Named-object pointing listing

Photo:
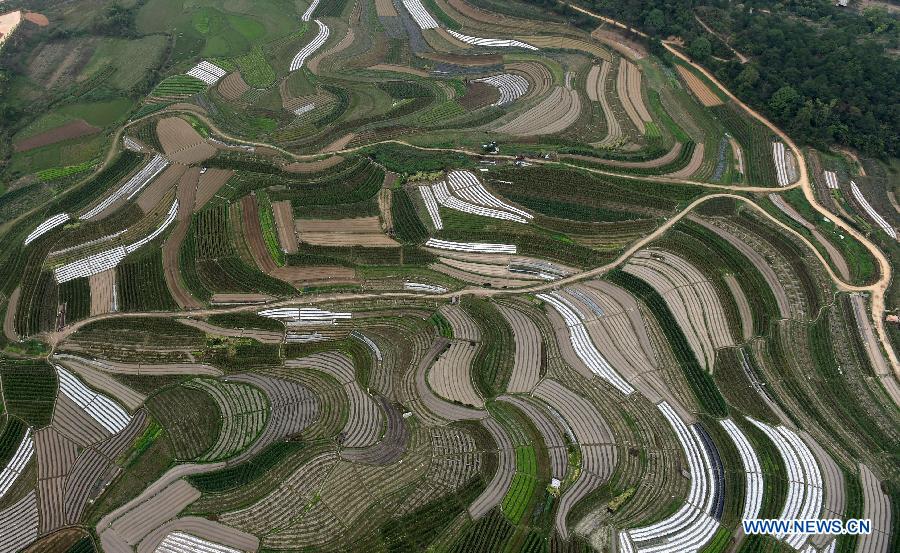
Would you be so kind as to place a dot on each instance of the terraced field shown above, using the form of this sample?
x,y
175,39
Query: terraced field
x,y
438,275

= Direction =
Lay out every line of the listing above as a numbered list, skipping blank lines and omitting the pictures.

= Answer for this exercise =
1. Photo:
2. Would you be so kind as to place a dot on each instance of the terraced field shown above, using the form of this sample?
3. x,y
4. 175,39
5. Query: terraced field
6. x,y
7. 438,275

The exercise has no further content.